指示 1: コロナ危機後の財政を扱った出典抜粋の「世界各国の指導者は新型コロナ」から「と共に生きていくことになる。」までを書き写してください。その際、「ロックダウン」を「都市封鎖」に差し替えてください。
指示 2: コロナ危機後の財政を扱った出典抜粋にある「各国の財政は驚くほど悪化しつつある。」という文を英語に訳してください。
指示 3: コロナ危機後の財政を扱った記事の最後の文に続く文章を書いてください。

出典抜粋:
━━━━━━━━━━━━━━━━

大盤振る舞いは不可避、どうするコロナ危機後の財政 - 日経ビジネス電子版

全3165文字

各国政府は新型コロナ危機対策で支出を拡大し、世界金融危機の時以上に債務を膨らませている。現在の支出は間違いではなく、臆病になりすぎてはいけない。だが、危機の収束後に備える必要がある。経済成長を取り戻し、増税と緊縮に取り組むことになる。非常に難しいかじ取りだ。

新型コロナ経済対策法案に署名するトランプ米大統領(写真=AP/アフロ)

 世界各国の指導者は新型コロナウイルス感染症(COVID-19)に対する懸命な取り組みを語るのに「戦争」という言葉をよく使う。ほとんどの場合この表現は比喩的だが、ある意味で正しい。先進諸国の公的債務が急増しており、がれきに埋もれ煙の漂う1945年以来見られなかった高水準に迫る勢いなのだ。

 経済が壊滅状態に陥る中、各国政府は家計や企業がロックダウンを切り抜けられるよう大盤振る舞いをしている。一方、工場や商店、事業所も操業や営業を停止しているため税収は一気に縮小する。病院から同感染症の患者がいなくなった後、各国はかなりの期間、この余波と共に生きていくことになる。

 各国の財政は驚くほど悪化しつつある。米政府は今年度、財政赤字を国内総生産(GDP)の15%まで膨らませようとしている。追加の景気刺激策が必要になれば、この値はさらに上昇する。

 国際通貨基金(IMF)によると、先進国の政府債務残高は2020年の1年間で6兆ドル(約650兆円)増えて66兆ドル(約7100兆円)に達する。GDP比では105%から122%への上昇だ。世界金融危機の間でさえ、これほど上昇した年はなかった。ロックダウンが長引けば負担は増す。この巨額の債務への対処は今後数十年にわたり先進国社会の重荷となるはずだ。

債務規模の心配しすぎは禁物

 経済において、政府債務の額ほど注目される数字はあまりない。米ニューヨークのタイムズスクエア近くにある「借金時計」は、米国が抱える債務の額を1989年から刻々と表示し続け、迫りくる財政破綻を警告している。

━━━━━━━━━━━━━━━━

保存データ項目:
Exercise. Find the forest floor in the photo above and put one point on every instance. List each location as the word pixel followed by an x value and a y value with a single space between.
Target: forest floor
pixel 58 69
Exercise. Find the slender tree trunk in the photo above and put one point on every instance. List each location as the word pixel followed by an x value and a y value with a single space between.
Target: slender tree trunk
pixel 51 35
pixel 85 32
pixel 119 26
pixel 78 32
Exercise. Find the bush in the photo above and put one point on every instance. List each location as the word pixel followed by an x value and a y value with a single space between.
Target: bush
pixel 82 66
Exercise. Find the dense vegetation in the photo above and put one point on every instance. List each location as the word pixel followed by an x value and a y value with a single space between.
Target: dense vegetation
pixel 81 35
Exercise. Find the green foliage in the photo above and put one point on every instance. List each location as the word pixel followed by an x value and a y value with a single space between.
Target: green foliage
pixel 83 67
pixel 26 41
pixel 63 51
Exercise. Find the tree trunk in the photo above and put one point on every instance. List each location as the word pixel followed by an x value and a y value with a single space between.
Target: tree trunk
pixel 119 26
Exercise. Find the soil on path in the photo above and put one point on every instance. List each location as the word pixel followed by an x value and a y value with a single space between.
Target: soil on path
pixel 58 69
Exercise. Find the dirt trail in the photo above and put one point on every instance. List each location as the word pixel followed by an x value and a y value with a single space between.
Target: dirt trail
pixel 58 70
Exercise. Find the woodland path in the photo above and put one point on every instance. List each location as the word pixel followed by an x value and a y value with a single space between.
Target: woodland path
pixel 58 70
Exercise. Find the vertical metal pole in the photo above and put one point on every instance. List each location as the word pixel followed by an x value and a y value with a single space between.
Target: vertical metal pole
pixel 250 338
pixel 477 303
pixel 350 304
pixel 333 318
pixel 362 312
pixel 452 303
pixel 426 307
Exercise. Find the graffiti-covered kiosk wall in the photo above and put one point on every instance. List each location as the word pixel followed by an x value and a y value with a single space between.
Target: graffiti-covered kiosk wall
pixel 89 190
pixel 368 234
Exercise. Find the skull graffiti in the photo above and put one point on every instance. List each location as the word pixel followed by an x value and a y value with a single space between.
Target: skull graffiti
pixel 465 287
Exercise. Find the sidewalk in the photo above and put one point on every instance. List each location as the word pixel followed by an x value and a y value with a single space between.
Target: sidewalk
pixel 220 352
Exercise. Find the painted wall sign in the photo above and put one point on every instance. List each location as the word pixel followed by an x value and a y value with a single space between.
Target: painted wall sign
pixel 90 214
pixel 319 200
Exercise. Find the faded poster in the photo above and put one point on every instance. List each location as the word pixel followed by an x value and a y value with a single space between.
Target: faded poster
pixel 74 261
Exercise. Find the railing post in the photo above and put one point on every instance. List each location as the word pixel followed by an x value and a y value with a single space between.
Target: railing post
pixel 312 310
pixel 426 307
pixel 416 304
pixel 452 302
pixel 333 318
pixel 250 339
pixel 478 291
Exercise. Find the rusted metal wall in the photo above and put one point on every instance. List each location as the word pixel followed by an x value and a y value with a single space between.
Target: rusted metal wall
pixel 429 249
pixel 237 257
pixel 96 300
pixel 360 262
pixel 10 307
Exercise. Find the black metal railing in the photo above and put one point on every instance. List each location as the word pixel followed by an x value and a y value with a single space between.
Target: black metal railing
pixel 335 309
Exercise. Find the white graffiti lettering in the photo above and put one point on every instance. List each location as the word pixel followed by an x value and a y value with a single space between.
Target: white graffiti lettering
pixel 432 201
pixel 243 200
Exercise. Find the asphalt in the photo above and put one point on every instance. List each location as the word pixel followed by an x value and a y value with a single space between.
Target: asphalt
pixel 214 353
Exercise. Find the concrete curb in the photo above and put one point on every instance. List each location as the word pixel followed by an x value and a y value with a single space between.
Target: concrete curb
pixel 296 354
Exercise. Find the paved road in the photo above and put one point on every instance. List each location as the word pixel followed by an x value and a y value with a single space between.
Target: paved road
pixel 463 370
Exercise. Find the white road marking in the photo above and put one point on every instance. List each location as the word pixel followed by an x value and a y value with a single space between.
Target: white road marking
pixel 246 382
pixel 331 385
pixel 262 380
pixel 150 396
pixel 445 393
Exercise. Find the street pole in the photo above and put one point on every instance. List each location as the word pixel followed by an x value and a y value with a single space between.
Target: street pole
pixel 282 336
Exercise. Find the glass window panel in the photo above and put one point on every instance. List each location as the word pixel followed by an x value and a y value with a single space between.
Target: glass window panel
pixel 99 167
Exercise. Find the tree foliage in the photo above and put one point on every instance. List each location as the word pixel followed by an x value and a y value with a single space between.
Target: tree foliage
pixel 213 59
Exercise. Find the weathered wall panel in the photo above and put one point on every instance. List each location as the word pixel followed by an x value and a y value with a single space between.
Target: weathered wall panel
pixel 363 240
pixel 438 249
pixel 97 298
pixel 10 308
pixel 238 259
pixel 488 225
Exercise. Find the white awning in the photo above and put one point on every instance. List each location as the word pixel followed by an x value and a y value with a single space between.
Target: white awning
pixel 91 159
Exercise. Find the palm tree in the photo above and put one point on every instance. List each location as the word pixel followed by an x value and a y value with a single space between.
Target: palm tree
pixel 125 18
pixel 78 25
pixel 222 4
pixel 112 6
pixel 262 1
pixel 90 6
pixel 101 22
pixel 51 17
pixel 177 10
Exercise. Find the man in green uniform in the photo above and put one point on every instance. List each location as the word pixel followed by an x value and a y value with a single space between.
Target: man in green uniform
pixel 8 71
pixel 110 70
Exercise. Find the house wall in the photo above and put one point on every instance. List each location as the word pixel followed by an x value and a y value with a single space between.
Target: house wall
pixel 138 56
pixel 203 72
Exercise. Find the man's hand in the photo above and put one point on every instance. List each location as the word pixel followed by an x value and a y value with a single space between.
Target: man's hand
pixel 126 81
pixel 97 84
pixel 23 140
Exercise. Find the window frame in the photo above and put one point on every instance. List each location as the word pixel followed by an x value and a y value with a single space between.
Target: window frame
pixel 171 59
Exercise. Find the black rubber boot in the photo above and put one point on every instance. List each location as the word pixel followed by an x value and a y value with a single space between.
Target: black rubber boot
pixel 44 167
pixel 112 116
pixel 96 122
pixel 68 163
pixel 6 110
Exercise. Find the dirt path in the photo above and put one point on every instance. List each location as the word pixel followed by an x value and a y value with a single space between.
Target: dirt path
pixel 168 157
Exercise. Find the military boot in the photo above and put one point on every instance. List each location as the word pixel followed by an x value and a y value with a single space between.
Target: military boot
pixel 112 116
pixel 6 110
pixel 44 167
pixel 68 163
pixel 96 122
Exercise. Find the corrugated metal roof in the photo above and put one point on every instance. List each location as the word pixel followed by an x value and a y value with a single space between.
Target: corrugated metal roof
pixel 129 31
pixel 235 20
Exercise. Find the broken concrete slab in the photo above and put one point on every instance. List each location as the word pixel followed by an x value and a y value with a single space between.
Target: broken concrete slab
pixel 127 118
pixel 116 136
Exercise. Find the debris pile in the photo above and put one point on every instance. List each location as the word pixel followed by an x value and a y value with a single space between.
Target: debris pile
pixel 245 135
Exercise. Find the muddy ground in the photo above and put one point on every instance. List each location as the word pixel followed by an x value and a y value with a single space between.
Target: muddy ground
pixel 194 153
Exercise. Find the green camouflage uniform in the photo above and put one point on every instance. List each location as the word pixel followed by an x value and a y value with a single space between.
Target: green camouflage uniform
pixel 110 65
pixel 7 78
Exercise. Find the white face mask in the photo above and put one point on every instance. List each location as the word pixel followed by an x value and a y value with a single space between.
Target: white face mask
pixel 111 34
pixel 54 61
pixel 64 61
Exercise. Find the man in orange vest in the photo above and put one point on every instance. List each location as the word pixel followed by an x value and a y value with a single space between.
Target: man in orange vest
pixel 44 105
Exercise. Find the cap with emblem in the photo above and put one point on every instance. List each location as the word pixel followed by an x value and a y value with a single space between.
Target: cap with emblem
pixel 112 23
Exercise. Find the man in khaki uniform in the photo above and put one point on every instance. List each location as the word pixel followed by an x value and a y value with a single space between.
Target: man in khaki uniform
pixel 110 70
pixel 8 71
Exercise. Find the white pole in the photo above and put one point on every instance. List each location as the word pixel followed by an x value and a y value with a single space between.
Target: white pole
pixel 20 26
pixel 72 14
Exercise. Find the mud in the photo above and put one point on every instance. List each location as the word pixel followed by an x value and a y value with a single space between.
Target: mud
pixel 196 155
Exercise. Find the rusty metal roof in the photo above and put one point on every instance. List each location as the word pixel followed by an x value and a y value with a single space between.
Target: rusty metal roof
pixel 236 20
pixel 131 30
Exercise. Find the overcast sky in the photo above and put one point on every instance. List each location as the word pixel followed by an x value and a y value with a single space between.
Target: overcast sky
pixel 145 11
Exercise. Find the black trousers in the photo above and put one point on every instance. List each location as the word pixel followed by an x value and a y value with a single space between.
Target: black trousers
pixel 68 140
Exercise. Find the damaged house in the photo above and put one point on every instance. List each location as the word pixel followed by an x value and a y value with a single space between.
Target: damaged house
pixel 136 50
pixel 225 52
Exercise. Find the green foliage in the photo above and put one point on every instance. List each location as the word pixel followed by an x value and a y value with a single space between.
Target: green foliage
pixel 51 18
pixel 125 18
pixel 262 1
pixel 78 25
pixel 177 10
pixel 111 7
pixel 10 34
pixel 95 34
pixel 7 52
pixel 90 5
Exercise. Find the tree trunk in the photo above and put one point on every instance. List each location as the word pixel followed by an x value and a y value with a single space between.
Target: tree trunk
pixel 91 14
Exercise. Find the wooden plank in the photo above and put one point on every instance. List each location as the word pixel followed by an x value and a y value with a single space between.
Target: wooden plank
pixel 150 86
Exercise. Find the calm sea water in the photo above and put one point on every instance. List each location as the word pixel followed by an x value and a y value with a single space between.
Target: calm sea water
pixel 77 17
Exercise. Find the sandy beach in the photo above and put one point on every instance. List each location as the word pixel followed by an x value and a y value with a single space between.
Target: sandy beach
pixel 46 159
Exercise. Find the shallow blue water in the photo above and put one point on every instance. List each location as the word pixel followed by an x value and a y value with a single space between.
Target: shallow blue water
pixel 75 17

━━━━━━━━━━━━━━━━

回答 1:
世界各国の指導者は新型コロナウイルス感染症(COVID-19)に対する懸命な取り組みを語るのに「戦争」という言葉をよく使う。ほとんどの場合この表現は比喩的だが、ある意味で正しい。先進諸国の公的債務が急増しており、がれきに埋もれ煙の漂う1945年以来見られなかった高水準に迫る勢いなのだ。

 経済が壊滅状態に陥る中、各国政府は家計や企業が都市封鎖を切り抜けられるよう大盤振る舞いをしている。一方、工場や商店、事業所も操業や営業を停止しているため税収は一気に縮小する。病院から同感染症の患者がいなくなった後、各国はかなりの期間、この余波と共に生きていくことになる。

回答 2: Countries' public finances are deteriorating at a startling pace.

回答 3:
 しかし、国の公的債務は家計のクレジットカードの未払い額とは異なる。国民が国債を保有しているのなら、実質的に自分から借金しているにすぎない。金額は大きくとも問題になるのは返済コストだけで、金利が低ければそのコストも小さい。

 2019年に米国が払った金利の額はGDPの1.8%。これは20年前より小さい値だ。19年の日本の公的債務残高はGDPの240%近いが、この債務が維持できなくなる兆候はほぼなかった。

 通貨を自国で発行している国は、中央銀行が国債を購入することで金利を抑制できる。各国の中央銀行はここ数週間、この措置を空前の規模で実施している(米連邦準備理事会=FRB=はこの5週間で、20年3月に至る1年間の純発行額を超える国債を購入した)。

 今のところインフレのリスクはない。特に原油価格が暴落した影響が大きい。大半の経済学者は、政府がむやみに借金を重ねることよりも、公的債務が積み上がることを不合理に恐れて臆病になりすぎることを懸念する。今の状況で財政支援が不十分だと、経済を縮小の悪循環に突き落としかねない。

 一層の景気悪化を回避すべく今できるだけの支出をすることが唯一の合理的な道だとはいえ、闇雲な借り入れを何年も続ければいずれ問題に直面する。